* Excerpted passage *
⟨

Input data

Warning

🚧 Sprout is still in active development and evolving quickly, so the documentation and functionality may not work as described and could undergo substantial changes 🚧

This section describes the types of input data Sprout is expected to handle. We design Sprout with these types of data and formats in mind.

Domain-specific types of data

Currently, we only have experience with health data, so we have a bias towards that type of data.

Health research

Health research data tends to consist of these types of data:

  • Clinical: This data is typically collected during patient visits to doctors. Depending on the country or administrative region, there will likely already be well-established data processing and storage pipelines in place.
  • Register: This type of data is highly dependent on the country or region. Generally, this data is collected for national or regional administrative purposes, such as recording employment status, income, address, medication purchases, and diagnoses. Like for routine clinical data, the pipelines in place for processing and storing this data are usually very extensive and well established.
  • Biological sample data: This type of data is generated from biological samples, like blood, saliva, semen, hair, or urine. Sample analytic techniques often produce large volumes of data per person. Samples may be generated in larger established laboratories or in smaller research groups, depending on what analytic technology is used and how new it is. The structure and format of the generated data also tend to be highly variable and depend heavily on the technology used, sometimes requiring specialized software to process and output.
  • Survey or questionnaire: This type of data is often collected based on a given study’s aims and research questions. There are hundreds of different questionnaires that can have highly specific purposes and uses for their data. The volume and format of the collected data also vary widely between surveys.

Flow or frequency of data collection

In research (and even in most industry settings), we rarely encounter truly real-time data collection. Most data collection is done in “batches”, with data being collected at irregular and inconsistent intervals and then stored to be processed later. This batch collection can be broken down into two categories based on its frequency:

  • Routine or continuous collection, where data is collected at more regular intervals and in smaller batches of “observational units”. Ingestion or processing of this type of data may happen on a more regular basis. Clinical data as well as survey or questionnaire data tends to fall under this category. For example, data collected on a few patients seen during the day at a clinic.
  • Grouped collection, where data is collected from many observational units during a short period of time at very irregular intervals or potentially only once. Data ingesting or processing occurs some time after all the data has been collected. Biological sample data would fall under this category, since laboratories usually run several samples at once and input data after internal quality control checks and machine-specific data processing. While register-based and clinical data usually get collected continuously, direct access to them is only given on a batch and infrequent basis, so they may also fall under this category. Survey data may also come in batches, depending on the questionnaire and software used for its collection.

Regardless of the flow or frequency of data generation and collection, the ability to input the data into Sprout automatically will vary wildly based on the data source, the organization who generates the data, and their technical expertise. Some data sources may have well-established, though not always programmatic or automatic, workflows and processes. Others may not have any workflows at all, and data processing or input may be an entirely manual process.

Footnotes

  1. Observational unit is the “entity” that the data was collected from at a given point in time, such as a human participant in a cohort study or a rat in an animal study at a specific time point.↩︎

⟩

* Activity A *
On the Sprout input data page, what is an observational unit?
* Activity B *
Name every type of data that health research data tends to consist of, according to the Sprout input data page.

* Data block *
⟨

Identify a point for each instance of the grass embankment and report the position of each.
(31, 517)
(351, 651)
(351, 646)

⟩

* Response A *
It is the entity that the data was collected from at a given point in time, such as a human participant in a cohort study or a rat in an animal study at a specific time point.

* Response B *
Clinical; register; biological sample data; survey or questionnaire.